Assignment:
Could you show each line of the records that contains the word "flag"?

◇ ◇ ◇

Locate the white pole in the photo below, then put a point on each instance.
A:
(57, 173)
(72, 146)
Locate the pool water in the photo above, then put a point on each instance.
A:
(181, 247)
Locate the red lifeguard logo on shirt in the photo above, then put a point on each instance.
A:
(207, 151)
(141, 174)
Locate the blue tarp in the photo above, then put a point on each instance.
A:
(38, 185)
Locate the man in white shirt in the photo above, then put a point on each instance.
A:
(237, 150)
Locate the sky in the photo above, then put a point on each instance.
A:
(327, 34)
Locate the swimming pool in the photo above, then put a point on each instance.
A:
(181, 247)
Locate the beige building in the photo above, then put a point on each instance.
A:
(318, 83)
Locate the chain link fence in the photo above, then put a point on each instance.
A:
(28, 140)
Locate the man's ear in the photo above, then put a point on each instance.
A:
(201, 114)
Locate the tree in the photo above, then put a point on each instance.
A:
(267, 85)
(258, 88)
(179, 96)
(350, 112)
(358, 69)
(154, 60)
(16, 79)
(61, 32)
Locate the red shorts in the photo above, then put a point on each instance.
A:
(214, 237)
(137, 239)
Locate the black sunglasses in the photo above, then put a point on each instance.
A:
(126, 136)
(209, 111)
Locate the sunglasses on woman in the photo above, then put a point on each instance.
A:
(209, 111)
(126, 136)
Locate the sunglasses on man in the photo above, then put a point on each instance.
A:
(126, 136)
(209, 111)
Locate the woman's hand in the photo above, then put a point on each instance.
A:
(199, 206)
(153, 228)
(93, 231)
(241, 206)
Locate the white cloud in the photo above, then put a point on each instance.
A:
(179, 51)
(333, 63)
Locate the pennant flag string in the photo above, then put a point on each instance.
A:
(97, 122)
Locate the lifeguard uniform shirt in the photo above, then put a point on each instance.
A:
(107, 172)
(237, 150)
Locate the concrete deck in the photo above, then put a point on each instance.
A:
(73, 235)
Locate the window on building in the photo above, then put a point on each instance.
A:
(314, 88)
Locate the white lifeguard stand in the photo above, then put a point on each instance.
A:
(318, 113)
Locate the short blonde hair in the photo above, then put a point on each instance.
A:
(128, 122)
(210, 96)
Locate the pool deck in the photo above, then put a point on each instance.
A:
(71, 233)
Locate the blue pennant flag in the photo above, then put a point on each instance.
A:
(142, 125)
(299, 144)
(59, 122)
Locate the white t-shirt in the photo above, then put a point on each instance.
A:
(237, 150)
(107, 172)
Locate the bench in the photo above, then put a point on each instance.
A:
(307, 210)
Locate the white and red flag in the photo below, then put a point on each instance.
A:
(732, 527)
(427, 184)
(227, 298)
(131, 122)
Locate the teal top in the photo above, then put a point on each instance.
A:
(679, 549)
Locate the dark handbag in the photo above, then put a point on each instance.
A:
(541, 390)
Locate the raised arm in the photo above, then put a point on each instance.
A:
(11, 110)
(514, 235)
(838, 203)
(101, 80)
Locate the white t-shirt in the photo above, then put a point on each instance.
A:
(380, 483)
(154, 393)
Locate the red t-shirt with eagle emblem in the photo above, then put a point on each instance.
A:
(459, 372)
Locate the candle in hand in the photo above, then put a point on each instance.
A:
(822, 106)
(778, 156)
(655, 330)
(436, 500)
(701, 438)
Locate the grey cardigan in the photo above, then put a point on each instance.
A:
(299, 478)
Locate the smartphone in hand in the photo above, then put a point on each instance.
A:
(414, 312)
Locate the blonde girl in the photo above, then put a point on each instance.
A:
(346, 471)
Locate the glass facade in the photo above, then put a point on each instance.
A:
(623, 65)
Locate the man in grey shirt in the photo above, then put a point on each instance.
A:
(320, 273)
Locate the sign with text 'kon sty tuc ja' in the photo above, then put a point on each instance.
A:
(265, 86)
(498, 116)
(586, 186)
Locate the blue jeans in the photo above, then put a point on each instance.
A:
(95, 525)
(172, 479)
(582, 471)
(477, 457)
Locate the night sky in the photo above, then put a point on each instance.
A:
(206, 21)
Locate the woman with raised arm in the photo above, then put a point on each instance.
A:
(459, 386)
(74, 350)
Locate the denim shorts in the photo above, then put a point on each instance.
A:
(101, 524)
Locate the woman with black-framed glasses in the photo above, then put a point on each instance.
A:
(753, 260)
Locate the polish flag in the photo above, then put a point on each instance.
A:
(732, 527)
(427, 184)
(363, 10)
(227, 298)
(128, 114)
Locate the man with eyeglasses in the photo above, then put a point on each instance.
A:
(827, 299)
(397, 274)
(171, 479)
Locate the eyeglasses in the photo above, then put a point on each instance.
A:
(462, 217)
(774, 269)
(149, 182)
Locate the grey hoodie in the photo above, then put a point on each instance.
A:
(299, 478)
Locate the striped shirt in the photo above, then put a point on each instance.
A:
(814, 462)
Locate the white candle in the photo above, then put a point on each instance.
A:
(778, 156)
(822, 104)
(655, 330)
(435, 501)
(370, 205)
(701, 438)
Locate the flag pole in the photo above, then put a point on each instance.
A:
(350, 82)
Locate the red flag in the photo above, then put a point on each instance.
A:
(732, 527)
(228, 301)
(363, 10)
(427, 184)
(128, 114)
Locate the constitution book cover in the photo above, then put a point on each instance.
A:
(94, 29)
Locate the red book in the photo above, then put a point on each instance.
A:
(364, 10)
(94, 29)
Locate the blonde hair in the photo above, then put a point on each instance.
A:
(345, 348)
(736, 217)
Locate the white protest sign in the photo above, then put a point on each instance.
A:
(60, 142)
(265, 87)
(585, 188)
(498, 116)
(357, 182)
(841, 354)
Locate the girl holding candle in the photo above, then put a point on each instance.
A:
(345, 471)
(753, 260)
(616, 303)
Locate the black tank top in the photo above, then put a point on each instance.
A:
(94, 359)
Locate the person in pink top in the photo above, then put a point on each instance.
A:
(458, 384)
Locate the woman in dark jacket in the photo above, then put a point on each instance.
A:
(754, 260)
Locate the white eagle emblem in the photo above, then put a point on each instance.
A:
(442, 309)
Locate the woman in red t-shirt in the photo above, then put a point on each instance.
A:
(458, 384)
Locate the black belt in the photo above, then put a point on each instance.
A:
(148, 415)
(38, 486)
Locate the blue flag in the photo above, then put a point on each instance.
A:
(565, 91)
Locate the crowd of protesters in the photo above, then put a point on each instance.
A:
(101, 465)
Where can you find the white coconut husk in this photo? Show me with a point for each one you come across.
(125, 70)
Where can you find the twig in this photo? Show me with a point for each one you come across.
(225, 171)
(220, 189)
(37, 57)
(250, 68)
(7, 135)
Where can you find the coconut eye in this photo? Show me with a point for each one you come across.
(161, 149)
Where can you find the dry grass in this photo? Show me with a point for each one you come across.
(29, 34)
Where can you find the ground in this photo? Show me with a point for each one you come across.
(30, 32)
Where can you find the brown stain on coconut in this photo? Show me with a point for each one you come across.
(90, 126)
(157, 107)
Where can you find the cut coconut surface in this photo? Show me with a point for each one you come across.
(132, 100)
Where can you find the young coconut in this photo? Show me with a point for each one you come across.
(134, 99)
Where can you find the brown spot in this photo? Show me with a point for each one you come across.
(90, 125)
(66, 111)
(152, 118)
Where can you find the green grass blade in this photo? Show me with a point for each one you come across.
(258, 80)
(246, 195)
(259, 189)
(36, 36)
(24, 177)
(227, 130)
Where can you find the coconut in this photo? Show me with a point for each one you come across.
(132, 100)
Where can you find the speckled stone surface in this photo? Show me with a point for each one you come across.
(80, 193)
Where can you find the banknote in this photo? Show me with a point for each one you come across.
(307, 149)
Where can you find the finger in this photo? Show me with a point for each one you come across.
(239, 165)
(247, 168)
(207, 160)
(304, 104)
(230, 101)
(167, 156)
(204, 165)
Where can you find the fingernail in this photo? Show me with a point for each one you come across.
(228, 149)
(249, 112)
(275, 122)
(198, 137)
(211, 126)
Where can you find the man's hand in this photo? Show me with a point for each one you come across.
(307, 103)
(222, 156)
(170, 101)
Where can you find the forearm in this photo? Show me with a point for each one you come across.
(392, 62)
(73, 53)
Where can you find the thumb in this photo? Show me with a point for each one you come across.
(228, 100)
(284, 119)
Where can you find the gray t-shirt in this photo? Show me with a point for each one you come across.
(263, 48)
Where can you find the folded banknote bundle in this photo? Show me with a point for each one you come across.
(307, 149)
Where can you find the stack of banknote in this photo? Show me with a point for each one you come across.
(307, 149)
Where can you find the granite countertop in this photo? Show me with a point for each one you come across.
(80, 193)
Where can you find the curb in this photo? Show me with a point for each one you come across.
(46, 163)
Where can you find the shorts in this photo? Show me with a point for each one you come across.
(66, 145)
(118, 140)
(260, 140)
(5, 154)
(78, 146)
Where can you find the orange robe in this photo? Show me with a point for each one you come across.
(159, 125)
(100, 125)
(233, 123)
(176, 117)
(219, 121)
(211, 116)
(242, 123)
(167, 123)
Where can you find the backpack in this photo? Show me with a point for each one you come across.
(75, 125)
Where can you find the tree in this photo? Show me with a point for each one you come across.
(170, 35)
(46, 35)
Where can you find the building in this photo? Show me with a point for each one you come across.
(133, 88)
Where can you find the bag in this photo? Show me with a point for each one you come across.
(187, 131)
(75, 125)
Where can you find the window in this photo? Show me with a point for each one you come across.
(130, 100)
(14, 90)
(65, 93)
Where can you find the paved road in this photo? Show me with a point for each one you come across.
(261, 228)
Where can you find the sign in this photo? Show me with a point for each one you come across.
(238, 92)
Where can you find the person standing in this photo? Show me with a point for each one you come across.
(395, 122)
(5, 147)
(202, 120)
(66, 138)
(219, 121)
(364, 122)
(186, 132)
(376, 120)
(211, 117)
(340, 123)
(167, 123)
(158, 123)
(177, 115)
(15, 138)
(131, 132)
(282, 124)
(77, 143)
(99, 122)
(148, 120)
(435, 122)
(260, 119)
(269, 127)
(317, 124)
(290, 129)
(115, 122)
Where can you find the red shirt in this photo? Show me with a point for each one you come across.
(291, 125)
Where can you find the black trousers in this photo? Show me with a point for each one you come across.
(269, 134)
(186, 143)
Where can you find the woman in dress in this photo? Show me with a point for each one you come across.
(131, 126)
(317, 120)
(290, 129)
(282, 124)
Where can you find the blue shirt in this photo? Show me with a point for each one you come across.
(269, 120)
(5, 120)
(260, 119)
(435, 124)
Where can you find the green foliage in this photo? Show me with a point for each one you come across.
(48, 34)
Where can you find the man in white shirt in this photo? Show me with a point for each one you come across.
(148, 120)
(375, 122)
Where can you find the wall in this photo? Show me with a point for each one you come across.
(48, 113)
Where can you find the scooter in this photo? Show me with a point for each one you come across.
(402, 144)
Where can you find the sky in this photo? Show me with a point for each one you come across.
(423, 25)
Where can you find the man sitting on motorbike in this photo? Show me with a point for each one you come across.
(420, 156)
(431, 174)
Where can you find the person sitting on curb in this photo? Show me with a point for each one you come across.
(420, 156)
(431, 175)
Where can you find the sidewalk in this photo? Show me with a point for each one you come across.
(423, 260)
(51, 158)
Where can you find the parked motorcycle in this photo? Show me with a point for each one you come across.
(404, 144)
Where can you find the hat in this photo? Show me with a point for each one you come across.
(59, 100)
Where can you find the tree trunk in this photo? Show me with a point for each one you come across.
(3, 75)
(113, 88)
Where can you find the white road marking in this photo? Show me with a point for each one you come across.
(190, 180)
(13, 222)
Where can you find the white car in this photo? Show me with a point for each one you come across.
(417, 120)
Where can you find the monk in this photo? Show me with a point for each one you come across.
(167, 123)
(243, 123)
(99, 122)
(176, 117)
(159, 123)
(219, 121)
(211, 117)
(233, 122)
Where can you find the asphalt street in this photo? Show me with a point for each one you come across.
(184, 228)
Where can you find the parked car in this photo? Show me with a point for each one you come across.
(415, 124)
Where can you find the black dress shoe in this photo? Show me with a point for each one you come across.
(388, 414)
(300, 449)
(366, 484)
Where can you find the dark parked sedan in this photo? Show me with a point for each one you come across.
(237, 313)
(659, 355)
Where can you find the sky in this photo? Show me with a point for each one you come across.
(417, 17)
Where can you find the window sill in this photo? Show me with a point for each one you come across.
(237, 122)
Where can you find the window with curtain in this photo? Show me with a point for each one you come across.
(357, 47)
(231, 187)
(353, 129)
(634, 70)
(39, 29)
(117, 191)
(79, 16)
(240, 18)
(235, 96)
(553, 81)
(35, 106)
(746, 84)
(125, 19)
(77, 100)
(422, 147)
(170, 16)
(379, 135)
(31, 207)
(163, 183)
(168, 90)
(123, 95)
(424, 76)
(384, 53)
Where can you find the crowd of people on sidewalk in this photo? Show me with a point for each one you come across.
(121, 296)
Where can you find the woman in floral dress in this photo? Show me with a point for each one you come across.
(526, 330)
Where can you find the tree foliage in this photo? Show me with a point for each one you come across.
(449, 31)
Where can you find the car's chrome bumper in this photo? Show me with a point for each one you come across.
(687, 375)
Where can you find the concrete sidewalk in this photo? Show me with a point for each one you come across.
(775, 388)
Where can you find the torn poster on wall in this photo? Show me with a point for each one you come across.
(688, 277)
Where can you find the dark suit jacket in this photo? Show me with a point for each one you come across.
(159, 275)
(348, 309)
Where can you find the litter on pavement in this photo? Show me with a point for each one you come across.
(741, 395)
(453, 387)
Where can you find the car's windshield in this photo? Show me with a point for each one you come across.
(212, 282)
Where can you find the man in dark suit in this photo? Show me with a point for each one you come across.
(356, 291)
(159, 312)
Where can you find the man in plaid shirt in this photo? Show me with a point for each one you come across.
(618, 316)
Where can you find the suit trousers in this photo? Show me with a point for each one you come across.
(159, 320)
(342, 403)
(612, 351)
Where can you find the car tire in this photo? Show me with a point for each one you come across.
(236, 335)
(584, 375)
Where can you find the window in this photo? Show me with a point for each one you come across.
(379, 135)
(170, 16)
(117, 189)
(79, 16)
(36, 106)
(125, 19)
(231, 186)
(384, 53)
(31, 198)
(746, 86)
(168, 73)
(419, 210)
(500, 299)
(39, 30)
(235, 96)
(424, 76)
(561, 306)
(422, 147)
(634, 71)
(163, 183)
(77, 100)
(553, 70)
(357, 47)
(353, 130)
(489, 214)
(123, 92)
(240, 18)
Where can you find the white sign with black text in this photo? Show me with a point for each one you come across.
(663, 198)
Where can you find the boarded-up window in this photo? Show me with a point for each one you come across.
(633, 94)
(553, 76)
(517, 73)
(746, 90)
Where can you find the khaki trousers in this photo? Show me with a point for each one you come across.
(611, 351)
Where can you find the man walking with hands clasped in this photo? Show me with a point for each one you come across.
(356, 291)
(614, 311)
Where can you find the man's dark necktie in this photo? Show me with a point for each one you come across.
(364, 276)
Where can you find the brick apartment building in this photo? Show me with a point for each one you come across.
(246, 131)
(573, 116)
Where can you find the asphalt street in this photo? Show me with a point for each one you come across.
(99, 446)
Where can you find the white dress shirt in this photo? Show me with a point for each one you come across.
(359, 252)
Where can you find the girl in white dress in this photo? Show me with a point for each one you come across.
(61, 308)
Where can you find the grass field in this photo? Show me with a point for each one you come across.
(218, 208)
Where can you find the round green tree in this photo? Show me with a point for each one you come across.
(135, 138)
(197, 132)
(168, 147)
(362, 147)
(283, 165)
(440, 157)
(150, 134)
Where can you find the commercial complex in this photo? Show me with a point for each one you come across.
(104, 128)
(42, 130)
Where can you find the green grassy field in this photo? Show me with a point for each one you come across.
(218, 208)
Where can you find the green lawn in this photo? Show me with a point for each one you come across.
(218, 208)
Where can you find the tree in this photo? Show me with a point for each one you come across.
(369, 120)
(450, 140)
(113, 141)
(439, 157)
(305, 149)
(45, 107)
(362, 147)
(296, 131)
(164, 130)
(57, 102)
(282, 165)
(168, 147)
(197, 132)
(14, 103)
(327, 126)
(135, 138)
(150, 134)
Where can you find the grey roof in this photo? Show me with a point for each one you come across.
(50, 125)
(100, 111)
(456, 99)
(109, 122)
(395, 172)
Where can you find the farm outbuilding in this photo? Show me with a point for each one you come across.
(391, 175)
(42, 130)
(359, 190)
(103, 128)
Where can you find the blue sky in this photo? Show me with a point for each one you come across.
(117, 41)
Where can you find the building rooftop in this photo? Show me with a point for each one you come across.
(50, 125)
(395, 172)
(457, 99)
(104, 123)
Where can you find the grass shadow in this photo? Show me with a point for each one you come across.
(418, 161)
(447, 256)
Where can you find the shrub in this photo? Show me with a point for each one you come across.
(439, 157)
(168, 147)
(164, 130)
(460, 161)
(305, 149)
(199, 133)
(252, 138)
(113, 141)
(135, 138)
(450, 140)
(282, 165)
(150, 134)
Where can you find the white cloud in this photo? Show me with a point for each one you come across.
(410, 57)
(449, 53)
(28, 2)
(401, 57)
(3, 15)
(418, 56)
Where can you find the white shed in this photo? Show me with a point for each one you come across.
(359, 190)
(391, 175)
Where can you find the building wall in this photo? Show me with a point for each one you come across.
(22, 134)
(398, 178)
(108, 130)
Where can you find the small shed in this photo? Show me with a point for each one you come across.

◇ ◇ ◇

Task answer:
Locate the pennant flag string in the photo above, then put a point on each instance.
Locate the blue pennant flag in the photo above, then put a point on each instance.
Locate the white and red flag in the photo below, then put a point on each instance.
Locate the polish flag in the photo above, then put a point on each instance.
Locate the flag pole in the photo above, then put a point on each instance.
Locate the red flag in the photo above, then put a point on each instance.
Locate the blue flag in the photo above, then put a point on each instance.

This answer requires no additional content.